[START Given records]

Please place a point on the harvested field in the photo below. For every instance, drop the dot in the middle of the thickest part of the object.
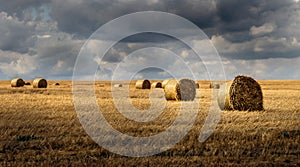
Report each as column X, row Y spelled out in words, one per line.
column 39, row 127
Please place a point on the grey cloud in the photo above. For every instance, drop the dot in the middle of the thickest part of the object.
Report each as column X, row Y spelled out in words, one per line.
column 15, row 35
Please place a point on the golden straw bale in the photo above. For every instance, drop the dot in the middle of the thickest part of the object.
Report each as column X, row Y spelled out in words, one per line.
column 156, row 85
column 224, row 97
column 17, row 82
column 39, row 83
column 246, row 94
column 164, row 83
column 143, row 84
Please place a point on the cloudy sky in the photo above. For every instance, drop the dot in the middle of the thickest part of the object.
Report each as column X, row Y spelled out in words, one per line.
column 42, row 38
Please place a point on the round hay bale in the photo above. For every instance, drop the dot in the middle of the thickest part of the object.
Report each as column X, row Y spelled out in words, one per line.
column 224, row 97
column 17, row 82
column 156, row 85
column 164, row 83
column 213, row 85
column 184, row 90
column 39, row 83
column 246, row 94
column 118, row 85
column 143, row 84
column 27, row 83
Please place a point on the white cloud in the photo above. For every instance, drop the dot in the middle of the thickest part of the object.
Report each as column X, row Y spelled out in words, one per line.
column 262, row 30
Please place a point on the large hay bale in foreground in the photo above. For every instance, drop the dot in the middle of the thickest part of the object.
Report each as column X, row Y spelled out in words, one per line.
column 243, row 94
column 17, row 82
column 197, row 85
column 27, row 83
column 156, row 85
column 164, row 83
column 143, row 84
column 184, row 90
column 214, row 85
column 224, row 97
column 39, row 83
column 246, row 94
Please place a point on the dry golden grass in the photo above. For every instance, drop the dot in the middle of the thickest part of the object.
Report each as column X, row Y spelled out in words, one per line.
column 40, row 127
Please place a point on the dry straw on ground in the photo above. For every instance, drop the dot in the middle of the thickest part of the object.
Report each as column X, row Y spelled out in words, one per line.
column 156, row 85
column 17, row 82
column 164, row 83
column 39, row 83
column 118, row 85
column 143, row 84
column 184, row 90
column 243, row 94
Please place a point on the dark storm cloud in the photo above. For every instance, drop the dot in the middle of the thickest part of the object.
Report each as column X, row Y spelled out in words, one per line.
column 50, row 32
column 18, row 7
column 15, row 35
column 84, row 17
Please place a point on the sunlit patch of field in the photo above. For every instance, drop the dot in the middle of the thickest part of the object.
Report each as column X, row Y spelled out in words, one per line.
column 40, row 126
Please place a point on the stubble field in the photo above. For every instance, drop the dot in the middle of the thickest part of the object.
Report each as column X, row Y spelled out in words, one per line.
column 40, row 127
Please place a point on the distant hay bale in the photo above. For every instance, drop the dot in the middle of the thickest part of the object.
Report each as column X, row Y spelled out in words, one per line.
column 39, row 83
column 224, row 97
column 143, row 84
column 156, row 85
column 184, row 90
column 164, row 83
column 17, row 82
column 197, row 85
column 118, row 85
column 243, row 94
column 213, row 85
column 246, row 94
column 27, row 83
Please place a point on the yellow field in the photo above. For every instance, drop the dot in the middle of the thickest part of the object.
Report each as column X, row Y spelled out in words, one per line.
column 40, row 127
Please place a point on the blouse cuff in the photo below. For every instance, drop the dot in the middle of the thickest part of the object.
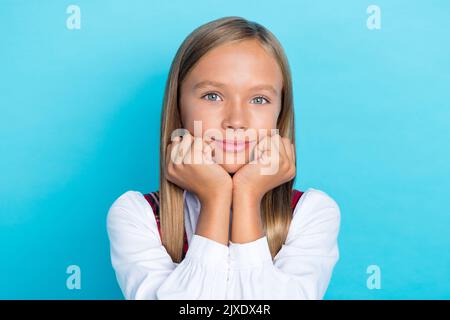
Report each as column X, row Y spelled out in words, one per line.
column 249, row 254
column 208, row 252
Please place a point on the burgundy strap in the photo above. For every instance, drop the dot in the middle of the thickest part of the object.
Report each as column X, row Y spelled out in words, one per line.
column 153, row 199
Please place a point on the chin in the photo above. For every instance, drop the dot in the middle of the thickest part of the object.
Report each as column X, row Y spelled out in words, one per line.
column 232, row 168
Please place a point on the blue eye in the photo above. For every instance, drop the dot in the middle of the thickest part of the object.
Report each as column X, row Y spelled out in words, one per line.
column 261, row 99
column 212, row 96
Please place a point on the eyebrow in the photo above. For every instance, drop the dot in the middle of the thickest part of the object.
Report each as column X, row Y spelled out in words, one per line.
column 205, row 83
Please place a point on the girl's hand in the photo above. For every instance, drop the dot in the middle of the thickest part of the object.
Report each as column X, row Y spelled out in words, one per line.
column 189, row 165
column 255, row 179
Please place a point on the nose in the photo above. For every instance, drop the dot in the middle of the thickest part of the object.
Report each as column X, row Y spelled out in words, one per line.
column 235, row 117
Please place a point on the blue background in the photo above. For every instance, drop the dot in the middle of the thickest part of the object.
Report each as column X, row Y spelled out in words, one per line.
column 80, row 113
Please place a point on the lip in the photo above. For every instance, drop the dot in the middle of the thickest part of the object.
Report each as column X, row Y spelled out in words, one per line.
column 232, row 146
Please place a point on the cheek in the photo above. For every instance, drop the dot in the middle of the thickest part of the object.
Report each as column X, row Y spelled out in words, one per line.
column 197, row 120
column 264, row 119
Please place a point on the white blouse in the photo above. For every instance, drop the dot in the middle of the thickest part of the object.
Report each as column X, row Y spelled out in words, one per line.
column 211, row 270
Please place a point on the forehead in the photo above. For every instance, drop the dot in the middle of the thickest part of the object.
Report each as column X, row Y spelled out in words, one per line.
column 238, row 64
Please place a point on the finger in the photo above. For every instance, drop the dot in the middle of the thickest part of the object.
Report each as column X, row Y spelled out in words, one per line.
column 183, row 148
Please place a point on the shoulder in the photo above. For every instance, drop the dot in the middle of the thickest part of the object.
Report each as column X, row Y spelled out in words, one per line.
column 316, row 211
column 131, row 209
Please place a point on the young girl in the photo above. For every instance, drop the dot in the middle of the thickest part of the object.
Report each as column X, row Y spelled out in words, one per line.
column 220, row 227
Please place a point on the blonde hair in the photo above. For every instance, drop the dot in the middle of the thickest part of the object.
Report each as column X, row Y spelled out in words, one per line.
column 276, row 212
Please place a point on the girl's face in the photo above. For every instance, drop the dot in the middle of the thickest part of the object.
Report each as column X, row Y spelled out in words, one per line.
column 234, row 90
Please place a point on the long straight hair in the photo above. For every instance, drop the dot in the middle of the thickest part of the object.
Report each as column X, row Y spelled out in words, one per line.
column 276, row 212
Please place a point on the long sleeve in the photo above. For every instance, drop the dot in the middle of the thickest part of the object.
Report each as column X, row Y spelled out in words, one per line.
column 143, row 267
column 302, row 268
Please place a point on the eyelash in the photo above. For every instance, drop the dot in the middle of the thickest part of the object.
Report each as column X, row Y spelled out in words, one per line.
column 206, row 94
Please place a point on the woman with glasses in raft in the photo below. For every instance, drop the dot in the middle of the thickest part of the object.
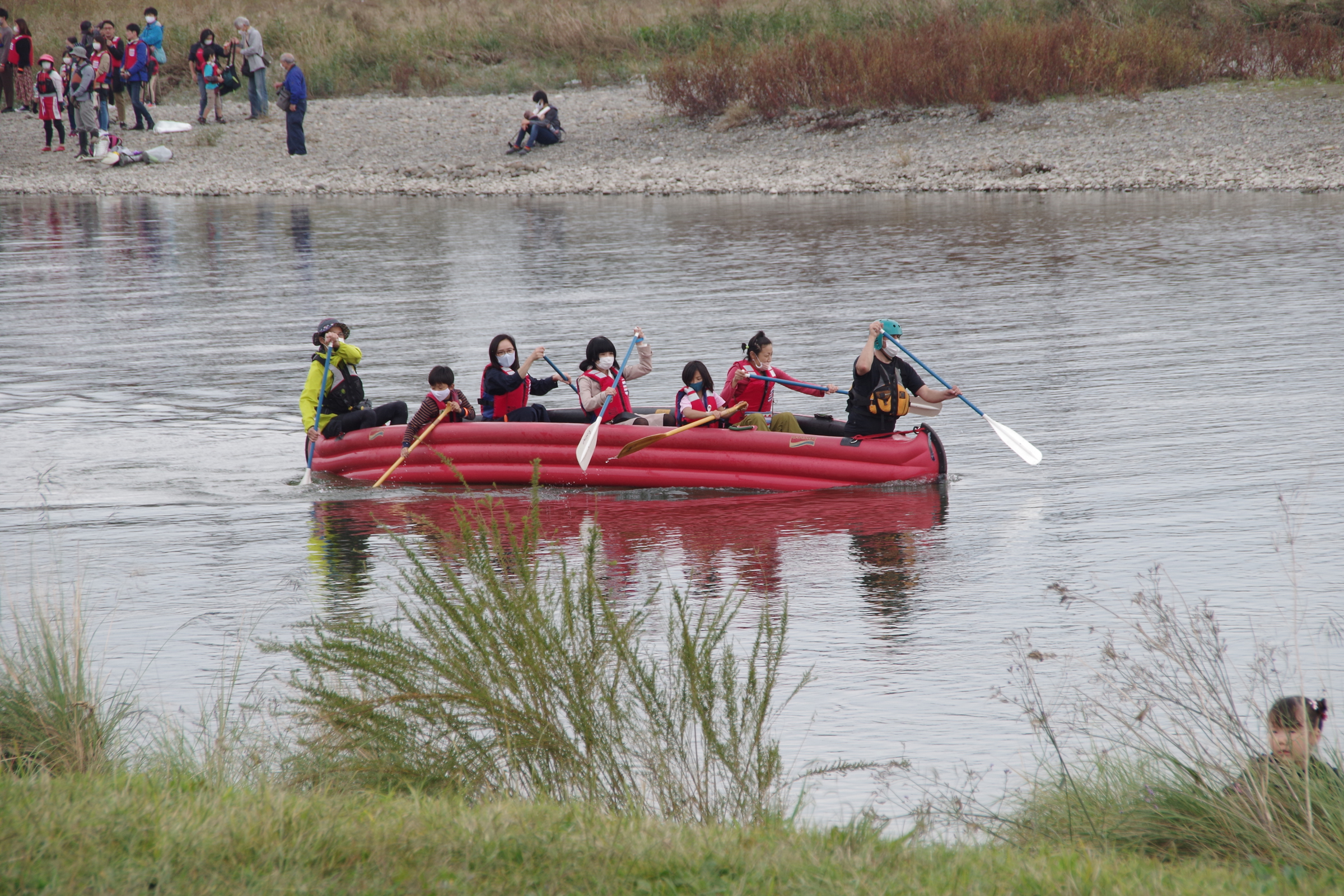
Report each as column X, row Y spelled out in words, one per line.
column 508, row 386
column 760, row 394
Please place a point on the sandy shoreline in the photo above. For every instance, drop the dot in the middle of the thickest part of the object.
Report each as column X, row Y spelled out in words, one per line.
column 622, row 142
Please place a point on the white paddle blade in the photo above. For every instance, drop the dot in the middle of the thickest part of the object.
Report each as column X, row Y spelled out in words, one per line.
column 924, row 409
column 588, row 444
column 1025, row 449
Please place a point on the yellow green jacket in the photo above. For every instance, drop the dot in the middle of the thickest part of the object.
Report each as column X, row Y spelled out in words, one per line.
column 308, row 401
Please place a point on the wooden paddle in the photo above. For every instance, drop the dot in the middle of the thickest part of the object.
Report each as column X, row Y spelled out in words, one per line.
column 414, row 445
column 650, row 440
column 318, row 419
column 584, row 454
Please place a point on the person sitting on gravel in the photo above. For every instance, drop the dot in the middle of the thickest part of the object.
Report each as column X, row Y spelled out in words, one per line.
column 541, row 125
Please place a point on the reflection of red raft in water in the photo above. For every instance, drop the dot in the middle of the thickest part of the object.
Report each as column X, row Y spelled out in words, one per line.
column 503, row 454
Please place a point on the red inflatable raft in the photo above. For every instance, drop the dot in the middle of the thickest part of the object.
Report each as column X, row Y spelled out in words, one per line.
column 483, row 453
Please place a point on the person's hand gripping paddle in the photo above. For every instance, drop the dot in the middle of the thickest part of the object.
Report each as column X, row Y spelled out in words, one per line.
column 589, row 441
column 318, row 418
column 1025, row 449
column 650, row 440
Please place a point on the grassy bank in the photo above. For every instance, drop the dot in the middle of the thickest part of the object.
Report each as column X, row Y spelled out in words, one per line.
column 143, row 834
column 761, row 57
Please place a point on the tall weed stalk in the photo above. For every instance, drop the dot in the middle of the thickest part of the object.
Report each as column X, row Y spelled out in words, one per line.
column 514, row 673
column 57, row 713
column 1160, row 749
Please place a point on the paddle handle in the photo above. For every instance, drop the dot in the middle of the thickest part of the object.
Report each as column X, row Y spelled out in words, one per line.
column 936, row 376
column 561, row 372
column 414, row 445
column 318, row 417
column 776, row 379
column 620, row 374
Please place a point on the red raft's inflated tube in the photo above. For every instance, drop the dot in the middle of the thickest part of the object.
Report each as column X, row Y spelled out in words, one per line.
column 503, row 454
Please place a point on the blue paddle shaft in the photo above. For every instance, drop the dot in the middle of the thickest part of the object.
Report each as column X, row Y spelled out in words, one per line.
column 776, row 379
column 561, row 372
column 318, row 417
column 936, row 376
column 619, row 375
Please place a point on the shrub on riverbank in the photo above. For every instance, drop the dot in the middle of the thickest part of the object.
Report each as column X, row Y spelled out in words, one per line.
column 857, row 52
column 150, row 834
column 964, row 61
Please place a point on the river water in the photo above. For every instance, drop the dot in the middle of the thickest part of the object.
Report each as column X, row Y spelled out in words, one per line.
column 1178, row 358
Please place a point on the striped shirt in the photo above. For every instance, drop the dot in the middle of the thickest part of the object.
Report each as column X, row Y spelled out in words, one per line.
column 429, row 410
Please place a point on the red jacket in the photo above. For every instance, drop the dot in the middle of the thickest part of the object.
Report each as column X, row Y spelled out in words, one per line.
column 757, row 394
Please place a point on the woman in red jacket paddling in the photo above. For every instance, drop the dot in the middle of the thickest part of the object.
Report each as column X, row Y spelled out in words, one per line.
column 760, row 394
column 507, row 386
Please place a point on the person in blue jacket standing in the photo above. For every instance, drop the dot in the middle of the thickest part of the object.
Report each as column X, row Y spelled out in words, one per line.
column 296, row 86
column 135, row 73
column 153, row 35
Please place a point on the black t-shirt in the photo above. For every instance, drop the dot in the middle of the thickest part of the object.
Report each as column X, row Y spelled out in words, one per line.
column 862, row 422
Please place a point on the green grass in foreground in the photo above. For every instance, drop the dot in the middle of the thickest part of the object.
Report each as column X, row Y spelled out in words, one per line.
column 143, row 834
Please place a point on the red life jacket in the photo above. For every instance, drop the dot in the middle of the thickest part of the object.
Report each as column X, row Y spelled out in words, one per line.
column 709, row 402
column 757, row 394
column 507, row 402
column 620, row 402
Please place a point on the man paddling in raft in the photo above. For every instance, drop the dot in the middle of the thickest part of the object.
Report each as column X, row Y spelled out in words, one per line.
column 884, row 383
column 344, row 409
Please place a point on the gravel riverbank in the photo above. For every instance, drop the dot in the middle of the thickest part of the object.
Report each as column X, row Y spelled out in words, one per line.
column 622, row 142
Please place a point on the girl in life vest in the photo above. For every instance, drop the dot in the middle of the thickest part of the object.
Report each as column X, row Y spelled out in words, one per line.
column 760, row 394
column 697, row 399
column 508, row 386
column 600, row 381
column 49, row 92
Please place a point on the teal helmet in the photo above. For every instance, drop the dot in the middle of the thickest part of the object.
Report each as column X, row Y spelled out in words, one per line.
column 889, row 328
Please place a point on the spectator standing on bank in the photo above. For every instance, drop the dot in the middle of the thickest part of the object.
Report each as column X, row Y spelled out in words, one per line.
column 116, row 50
column 135, row 73
column 84, row 97
column 21, row 59
column 6, row 70
column 199, row 57
column 293, row 93
column 153, row 35
column 254, row 66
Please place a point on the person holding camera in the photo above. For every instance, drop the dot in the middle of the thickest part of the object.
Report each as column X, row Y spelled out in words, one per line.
column 541, row 125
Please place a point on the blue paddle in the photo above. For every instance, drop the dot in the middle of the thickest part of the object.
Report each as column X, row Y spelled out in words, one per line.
column 589, row 441
column 1025, row 449
column 921, row 409
column 318, row 419
column 562, row 374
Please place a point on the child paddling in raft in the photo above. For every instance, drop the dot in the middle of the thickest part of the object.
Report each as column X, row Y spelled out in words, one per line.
column 599, row 381
column 441, row 395
column 760, row 394
column 697, row 399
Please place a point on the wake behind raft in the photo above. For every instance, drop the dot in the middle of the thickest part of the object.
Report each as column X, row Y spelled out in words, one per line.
column 486, row 453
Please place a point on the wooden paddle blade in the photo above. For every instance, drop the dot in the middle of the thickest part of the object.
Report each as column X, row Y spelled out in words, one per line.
column 1020, row 446
column 642, row 444
column 588, row 444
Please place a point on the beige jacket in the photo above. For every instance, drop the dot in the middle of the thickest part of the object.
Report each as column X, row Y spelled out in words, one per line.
column 590, row 395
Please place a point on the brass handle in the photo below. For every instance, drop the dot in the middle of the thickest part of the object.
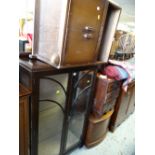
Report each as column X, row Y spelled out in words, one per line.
column 89, row 28
column 88, row 36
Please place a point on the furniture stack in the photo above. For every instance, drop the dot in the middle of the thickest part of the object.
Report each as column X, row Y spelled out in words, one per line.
column 125, row 106
column 72, row 39
column 107, row 91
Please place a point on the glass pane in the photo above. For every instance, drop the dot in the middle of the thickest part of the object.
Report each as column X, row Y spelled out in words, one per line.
column 81, row 94
column 51, row 113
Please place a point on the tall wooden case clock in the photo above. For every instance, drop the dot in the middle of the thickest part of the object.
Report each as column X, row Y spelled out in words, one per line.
column 68, row 32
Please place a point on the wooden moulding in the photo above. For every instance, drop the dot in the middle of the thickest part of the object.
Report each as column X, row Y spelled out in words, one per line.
column 97, row 129
column 112, row 18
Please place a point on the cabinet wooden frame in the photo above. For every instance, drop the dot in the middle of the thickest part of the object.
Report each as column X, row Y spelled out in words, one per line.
column 24, row 94
column 111, row 22
column 68, row 32
column 35, row 70
column 125, row 105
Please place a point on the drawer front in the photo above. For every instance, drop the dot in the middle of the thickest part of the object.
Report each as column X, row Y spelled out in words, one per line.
column 113, row 85
column 84, row 25
column 112, row 95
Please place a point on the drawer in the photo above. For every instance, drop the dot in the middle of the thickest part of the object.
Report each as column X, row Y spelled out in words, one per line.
column 112, row 95
column 113, row 85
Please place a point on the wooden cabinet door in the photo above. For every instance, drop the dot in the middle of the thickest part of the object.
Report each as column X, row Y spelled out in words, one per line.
column 85, row 20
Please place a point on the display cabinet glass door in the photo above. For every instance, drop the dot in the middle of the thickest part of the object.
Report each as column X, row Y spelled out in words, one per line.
column 82, row 82
column 52, row 98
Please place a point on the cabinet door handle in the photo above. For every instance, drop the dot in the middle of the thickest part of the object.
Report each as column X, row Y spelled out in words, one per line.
column 89, row 28
column 87, row 35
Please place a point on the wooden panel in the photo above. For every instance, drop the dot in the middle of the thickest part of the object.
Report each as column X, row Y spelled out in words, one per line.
column 50, row 17
column 97, row 129
column 23, row 120
column 86, row 17
column 111, row 22
column 124, row 107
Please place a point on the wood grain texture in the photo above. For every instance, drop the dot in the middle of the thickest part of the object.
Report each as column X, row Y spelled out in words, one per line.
column 97, row 129
column 111, row 22
column 60, row 32
column 125, row 105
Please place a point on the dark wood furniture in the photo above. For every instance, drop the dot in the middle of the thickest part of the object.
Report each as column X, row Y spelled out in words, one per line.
column 125, row 105
column 97, row 129
column 106, row 93
column 61, row 101
column 24, row 94
column 68, row 32
column 112, row 18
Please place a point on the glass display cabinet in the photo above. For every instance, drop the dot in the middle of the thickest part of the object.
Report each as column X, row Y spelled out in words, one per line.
column 60, row 105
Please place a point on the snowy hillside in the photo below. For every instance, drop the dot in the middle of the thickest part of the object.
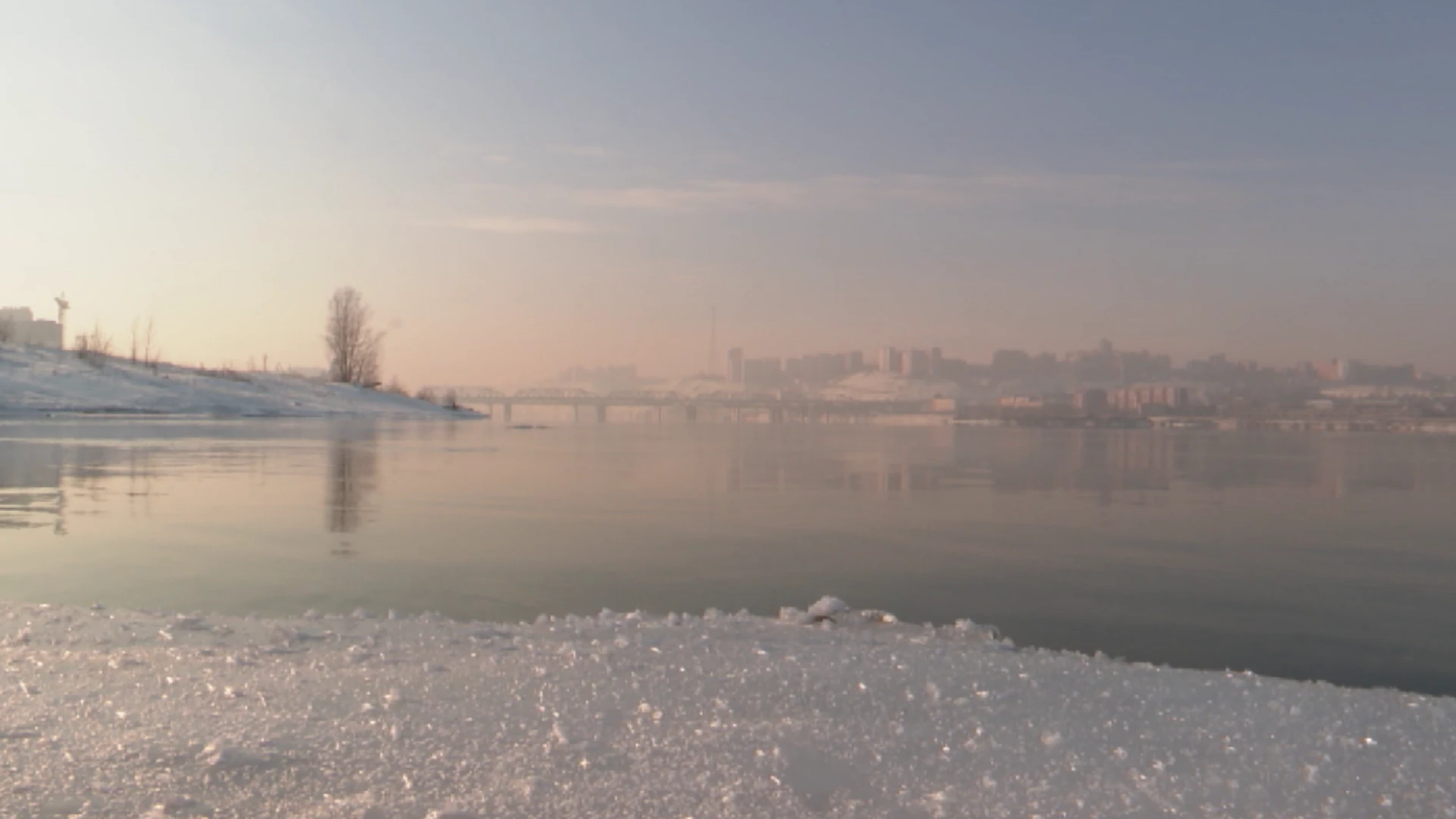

[END Given records]

**Task directions**
Rewrite the entries from the start through the line containing "column 39, row 127", switching "harvested field" to "stubble field" and keeping everything else the same. Leave out the pictures.

**Output of the exercise**
Please place a point on the stubble field in the photo below. For every instance, drop the dot in the middle of the thickest part of the object.
Report each as column X, row Y spelled out in words, one per line.
column 39, row 127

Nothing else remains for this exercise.